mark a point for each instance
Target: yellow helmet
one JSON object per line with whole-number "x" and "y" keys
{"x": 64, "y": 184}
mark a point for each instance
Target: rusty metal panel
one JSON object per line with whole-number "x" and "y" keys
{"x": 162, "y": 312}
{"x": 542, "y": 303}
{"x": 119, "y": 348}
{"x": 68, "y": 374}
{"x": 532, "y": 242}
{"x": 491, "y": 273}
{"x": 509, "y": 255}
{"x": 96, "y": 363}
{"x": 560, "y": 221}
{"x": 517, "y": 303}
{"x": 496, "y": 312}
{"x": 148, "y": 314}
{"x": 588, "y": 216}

■ ■ ■ ■ ■ ■ ■

**To do:** For this task, print the records again exactly as they appear.

**Answer box:**
mark a point for each instance
Target: yellow helmet
one JSON object per line with whole-number "x" and "y" keys
{"x": 64, "y": 184}
mark a point for each instance
Target: rusty metal panel
one JSON object per line with whole-number "x" and "y" keys
{"x": 162, "y": 312}
{"x": 542, "y": 303}
{"x": 119, "y": 348}
{"x": 68, "y": 374}
{"x": 532, "y": 242}
{"x": 491, "y": 273}
{"x": 509, "y": 255}
{"x": 96, "y": 363}
{"x": 560, "y": 221}
{"x": 517, "y": 303}
{"x": 496, "y": 312}
{"x": 148, "y": 314}
{"x": 588, "y": 216}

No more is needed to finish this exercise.